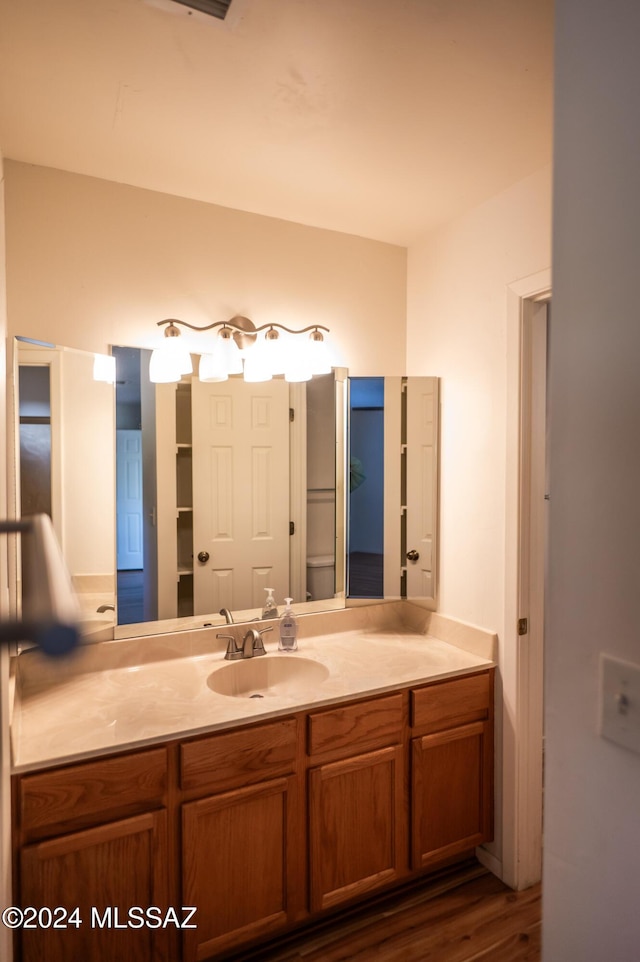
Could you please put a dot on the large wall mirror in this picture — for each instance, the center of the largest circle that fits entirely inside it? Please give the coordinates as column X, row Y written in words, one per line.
column 175, row 501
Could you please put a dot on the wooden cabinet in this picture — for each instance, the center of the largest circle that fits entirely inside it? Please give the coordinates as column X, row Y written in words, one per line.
column 258, row 827
column 243, row 847
column 97, row 876
column 356, row 826
column 85, row 854
column 239, row 865
column 451, row 769
column 357, row 836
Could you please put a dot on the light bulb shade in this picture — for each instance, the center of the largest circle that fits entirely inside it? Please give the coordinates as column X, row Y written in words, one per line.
column 170, row 360
column 318, row 355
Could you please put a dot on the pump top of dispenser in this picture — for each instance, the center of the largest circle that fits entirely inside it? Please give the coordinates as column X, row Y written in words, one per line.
column 269, row 610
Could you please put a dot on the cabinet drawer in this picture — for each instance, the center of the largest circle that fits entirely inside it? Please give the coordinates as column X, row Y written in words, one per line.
column 92, row 792
column 449, row 703
column 237, row 758
column 365, row 725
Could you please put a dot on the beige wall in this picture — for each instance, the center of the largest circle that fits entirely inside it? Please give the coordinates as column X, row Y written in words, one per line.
column 92, row 263
column 461, row 327
column 457, row 329
column 592, row 795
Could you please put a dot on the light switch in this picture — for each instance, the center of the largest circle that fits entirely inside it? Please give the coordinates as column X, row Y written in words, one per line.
column 620, row 702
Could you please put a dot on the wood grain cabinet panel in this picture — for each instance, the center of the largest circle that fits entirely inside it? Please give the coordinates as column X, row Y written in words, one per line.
column 451, row 792
column 241, row 854
column 237, row 758
column 355, row 728
column 356, row 825
column 103, row 872
column 446, row 704
column 91, row 792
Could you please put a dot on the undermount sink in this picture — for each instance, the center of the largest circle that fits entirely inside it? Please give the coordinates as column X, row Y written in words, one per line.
column 267, row 676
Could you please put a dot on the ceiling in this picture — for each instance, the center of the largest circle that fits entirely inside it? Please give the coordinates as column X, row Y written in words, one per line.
column 382, row 118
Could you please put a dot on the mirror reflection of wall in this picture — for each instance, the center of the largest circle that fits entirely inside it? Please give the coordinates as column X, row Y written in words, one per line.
column 34, row 416
column 65, row 405
column 366, row 487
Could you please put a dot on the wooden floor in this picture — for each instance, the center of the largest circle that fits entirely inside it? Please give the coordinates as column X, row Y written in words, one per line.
column 466, row 916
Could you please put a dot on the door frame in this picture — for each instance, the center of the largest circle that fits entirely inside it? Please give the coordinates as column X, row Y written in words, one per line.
column 521, row 670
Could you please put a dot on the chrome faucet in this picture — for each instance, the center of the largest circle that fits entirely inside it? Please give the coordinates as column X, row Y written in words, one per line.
column 252, row 644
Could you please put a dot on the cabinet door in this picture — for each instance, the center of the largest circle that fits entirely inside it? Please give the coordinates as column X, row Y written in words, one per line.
column 103, row 872
column 356, row 826
column 241, row 865
column 452, row 792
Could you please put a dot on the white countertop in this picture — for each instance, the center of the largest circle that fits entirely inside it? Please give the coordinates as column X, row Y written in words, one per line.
column 77, row 714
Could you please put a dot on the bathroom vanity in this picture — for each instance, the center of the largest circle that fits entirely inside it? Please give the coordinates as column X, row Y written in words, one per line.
column 269, row 812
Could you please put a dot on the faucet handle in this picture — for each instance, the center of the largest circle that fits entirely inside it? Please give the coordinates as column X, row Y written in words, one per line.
column 233, row 652
column 258, row 644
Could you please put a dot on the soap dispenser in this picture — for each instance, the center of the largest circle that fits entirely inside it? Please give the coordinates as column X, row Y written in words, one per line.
column 269, row 610
column 288, row 628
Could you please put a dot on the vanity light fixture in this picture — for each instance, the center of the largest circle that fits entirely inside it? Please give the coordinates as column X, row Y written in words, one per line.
column 240, row 347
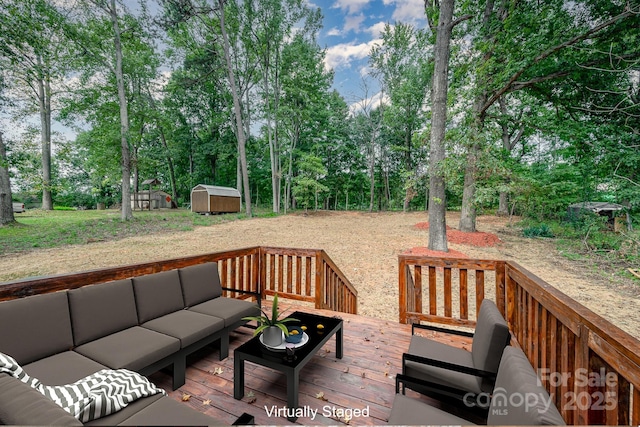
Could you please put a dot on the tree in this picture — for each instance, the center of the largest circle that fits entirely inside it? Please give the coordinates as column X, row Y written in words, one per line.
column 6, row 199
column 33, row 47
column 567, row 42
column 402, row 63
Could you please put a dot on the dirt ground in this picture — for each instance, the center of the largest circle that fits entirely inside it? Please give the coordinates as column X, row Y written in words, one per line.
column 365, row 246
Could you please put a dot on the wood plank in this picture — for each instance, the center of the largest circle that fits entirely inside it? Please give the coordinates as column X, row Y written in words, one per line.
column 464, row 297
column 447, row 293
column 433, row 291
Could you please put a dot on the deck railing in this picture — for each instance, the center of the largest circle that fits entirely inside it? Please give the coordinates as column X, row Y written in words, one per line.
column 298, row 274
column 590, row 367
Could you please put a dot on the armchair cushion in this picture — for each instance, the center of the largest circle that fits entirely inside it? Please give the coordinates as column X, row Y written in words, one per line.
column 430, row 349
column 490, row 338
column 40, row 326
column 100, row 310
column 200, row 283
column 157, row 294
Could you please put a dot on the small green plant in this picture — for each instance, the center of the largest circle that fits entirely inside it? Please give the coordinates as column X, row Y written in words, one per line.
column 541, row 230
column 265, row 321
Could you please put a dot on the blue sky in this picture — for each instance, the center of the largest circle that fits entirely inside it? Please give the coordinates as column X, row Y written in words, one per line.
column 351, row 28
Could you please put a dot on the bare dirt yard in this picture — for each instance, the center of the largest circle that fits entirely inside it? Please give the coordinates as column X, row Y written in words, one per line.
column 364, row 245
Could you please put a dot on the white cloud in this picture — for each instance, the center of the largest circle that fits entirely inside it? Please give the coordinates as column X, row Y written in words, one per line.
column 370, row 103
column 376, row 29
column 352, row 23
column 351, row 6
column 342, row 54
column 407, row 10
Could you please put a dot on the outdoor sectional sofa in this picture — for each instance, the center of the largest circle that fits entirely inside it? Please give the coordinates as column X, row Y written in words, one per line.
column 143, row 324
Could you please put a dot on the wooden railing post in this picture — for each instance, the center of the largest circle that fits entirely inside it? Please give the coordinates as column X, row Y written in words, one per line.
column 320, row 280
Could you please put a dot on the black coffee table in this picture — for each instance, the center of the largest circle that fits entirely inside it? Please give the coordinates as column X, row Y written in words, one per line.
column 254, row 351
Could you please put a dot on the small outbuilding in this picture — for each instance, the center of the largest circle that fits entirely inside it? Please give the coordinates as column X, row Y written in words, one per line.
column 214, row 199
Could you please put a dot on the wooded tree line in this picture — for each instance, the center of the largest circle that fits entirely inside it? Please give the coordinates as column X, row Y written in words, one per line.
column 543, row 105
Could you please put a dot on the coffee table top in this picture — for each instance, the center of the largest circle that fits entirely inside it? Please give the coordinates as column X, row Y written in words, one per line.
column 253, row 349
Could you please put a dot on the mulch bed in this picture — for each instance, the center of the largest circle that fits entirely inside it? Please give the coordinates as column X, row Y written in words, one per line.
column 478, row 238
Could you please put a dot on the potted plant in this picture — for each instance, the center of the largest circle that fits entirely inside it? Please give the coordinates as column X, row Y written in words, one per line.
column 272, row 327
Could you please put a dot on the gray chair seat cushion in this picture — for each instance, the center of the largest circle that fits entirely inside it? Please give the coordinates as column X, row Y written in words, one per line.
column 134, row 348
column 534, row 407
column 126, row 412
column 167, row 411
column 425, row 347
column 188, row 326
column 408, row 411
column 21, row 404
column 40, row 327
column 231, row 310
column 63, row 368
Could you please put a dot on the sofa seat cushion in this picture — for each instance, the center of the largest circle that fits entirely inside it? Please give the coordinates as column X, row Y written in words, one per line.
column 425, row 347
column 200, row 283
column 167, row 411
column 187, row 326
column 102, row 309
column 63, row 368
column 231, row 310
column 20, row 404
column 40, row 327
column 409, row 411
column 134, row 348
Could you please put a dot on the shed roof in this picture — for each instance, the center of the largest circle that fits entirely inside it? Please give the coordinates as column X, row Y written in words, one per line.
column 215, row 190
column 597, row 206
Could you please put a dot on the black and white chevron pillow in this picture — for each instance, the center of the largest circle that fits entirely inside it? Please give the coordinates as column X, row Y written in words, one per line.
column 98, row 395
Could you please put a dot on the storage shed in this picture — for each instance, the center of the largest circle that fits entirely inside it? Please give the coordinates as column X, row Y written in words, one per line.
column 214, row 199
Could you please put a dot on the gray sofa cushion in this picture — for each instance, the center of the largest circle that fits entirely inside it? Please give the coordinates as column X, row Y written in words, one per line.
column 157, row 294
column 40, row 327
column 489, row 339
column 409, row 411
column 188, row 326
column 134, row 348
column 100, row 310
column 231, row 310
column 431, row 349
column 200, row 283
column 63, row 368
column 22, row 405
column 533, row 405
column 167, row 411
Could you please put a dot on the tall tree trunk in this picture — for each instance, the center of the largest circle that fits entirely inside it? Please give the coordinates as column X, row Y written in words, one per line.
column 440, row 87
column 237, row 109
column 6, row 199
column 468, row 211
column 44, row 95
column 126, row 213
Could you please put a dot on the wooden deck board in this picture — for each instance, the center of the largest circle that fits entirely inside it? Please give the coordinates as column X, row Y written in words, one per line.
column 364, row 377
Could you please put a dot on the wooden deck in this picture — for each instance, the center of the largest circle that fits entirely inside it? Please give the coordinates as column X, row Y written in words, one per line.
column 364, row 377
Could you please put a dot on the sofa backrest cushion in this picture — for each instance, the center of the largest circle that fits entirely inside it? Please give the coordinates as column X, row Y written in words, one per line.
column 490, row 337
column 157, row 294
column 200, row 283
column 518, row 397
column 35, row 327
column 20, row 404
column 102, row 309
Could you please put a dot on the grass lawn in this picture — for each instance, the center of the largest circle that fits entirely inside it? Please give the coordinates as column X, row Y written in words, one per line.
column 37, row 229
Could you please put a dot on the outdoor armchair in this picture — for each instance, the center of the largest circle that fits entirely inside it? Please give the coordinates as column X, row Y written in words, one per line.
column 443, row 367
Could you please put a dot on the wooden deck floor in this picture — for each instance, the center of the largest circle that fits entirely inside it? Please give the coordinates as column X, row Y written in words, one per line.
column 363, row 378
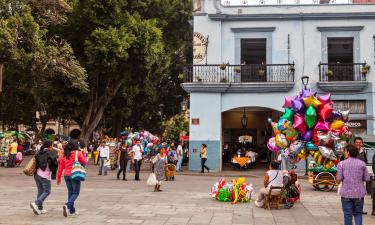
_ _ _ _ _
Extract exactly the lines above from the line containing "Could you please put a dot on the grass" through the last one, both ends included, but not the pictures.

PROBLEM SOLUTION —
Could you please put a dot on the grass lawn in this picture — for each instance, the center of the largest circle that fits entirely inside it? Please give the coordinates as column X, row Y written in words, one per line.
column 37, row 229
Could you please put a dot on the outdoor armchair in this picture — for each instance, the center of the largest circle that fits entirely inside it? Please give the coordinates as column X, row Y written in words, one per line.
column 443, row 367
Could you please put a dot on the wooden deck floor in this picture — for each instance, the center of the largest circle that fits entirely inside it? Please give the coordinates as column X, row Y written in words, one per line.
column 363, row 378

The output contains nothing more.